### What this task involves
Which lines of the material below contain the string "target"? Report each such line in full. Uppercase and lowercase count as different.
------------------------------
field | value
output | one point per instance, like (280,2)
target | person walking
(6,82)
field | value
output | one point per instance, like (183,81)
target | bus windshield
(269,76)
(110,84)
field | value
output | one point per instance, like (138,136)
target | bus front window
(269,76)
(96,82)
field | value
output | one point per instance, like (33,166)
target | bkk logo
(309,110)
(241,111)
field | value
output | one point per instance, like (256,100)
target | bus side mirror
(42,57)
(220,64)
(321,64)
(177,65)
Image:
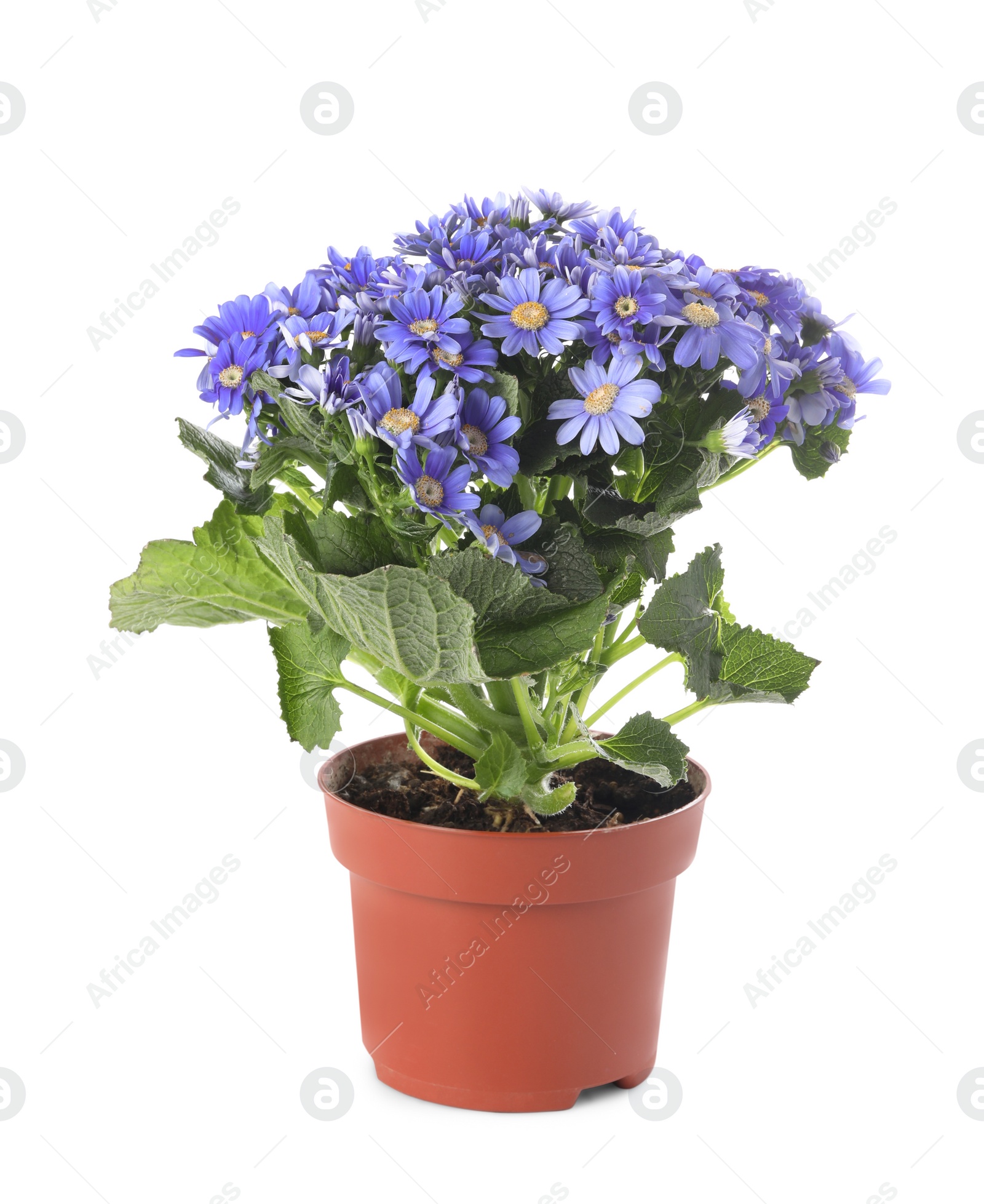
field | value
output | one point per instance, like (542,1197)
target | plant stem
(521,695)
(438,768)
(473,751)
(643,677)
(686,712)
(619,650)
------------------------------
### Answer for the task
target | person walking
target | bus windshield
target | bus front window
target | bkk logo
target | bus side mirror
target | plant stem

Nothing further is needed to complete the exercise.